Extracted information →
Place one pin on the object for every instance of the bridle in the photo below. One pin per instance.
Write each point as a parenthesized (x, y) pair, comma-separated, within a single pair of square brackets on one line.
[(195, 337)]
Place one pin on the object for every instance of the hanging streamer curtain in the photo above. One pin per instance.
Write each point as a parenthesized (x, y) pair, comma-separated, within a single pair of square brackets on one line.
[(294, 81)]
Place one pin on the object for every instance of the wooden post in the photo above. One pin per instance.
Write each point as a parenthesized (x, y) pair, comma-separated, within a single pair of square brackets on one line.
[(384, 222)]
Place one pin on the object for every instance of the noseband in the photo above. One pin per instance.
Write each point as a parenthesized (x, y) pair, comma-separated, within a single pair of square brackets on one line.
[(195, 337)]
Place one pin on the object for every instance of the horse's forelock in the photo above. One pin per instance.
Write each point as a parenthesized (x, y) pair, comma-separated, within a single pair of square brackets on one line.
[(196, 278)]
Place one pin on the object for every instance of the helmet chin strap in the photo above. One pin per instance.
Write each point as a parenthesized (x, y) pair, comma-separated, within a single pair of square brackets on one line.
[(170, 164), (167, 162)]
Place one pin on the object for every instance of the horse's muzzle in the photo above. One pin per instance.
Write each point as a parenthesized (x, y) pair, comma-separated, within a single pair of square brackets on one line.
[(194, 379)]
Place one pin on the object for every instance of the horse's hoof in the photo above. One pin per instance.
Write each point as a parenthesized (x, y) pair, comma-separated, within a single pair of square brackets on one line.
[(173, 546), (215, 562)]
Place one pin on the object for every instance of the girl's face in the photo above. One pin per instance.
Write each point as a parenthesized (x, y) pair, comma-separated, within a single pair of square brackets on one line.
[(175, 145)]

--

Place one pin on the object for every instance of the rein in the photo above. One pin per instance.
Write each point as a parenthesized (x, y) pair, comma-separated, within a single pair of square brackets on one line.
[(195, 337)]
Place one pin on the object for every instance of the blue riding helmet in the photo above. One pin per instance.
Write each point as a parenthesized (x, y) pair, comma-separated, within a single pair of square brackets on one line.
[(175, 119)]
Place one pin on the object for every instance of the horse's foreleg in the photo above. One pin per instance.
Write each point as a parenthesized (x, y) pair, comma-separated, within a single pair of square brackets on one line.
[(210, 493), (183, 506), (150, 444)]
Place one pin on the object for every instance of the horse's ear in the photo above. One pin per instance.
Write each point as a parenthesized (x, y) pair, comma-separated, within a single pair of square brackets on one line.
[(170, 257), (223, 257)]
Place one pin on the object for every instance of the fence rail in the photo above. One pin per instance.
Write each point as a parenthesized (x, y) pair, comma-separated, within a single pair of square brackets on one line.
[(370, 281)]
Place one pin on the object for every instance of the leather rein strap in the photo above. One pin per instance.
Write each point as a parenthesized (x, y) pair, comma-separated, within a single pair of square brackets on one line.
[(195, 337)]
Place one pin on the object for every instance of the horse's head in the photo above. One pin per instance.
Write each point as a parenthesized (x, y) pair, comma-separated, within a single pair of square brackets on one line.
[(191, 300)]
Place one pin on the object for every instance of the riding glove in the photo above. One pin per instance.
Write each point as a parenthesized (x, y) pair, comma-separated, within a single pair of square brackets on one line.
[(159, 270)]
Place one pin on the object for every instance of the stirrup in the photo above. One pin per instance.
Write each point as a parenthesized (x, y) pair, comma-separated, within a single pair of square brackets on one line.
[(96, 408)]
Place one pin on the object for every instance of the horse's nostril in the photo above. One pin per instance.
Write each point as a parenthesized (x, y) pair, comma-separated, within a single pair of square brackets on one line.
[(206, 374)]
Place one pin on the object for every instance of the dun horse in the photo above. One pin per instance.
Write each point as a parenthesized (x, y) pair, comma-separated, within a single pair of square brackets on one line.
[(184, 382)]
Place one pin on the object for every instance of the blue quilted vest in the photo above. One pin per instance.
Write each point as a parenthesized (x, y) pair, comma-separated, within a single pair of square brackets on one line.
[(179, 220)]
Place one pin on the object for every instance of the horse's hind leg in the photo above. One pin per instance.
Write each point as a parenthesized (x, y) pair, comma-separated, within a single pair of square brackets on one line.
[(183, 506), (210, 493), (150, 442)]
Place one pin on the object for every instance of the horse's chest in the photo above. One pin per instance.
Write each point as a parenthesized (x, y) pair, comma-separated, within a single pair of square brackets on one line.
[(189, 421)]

Exercise details → Can you give the entries again, beginning at the line that has "the horse's hind" and stopping after the line that has "[(189, 421)]", swapping every "pin" for "marker" and leaving all else unchanged?

Reply →
Place one marker on the object for every instance of the horse's hind leg in the photo above. One marker per instance.
Write each point as a parenthesized (x, y) pair, comma-separated, within a single pair of square brackets on one line.
[(183, 506), (210, 493), (150, 442)]
Place one marker on the object for every instance of the horse's chest in the photo above. One marker per instance.
Write each point as a parenthesized (x, y) pair, comma-separated, within a single pair of square brackets on one line.
[(189, 421)]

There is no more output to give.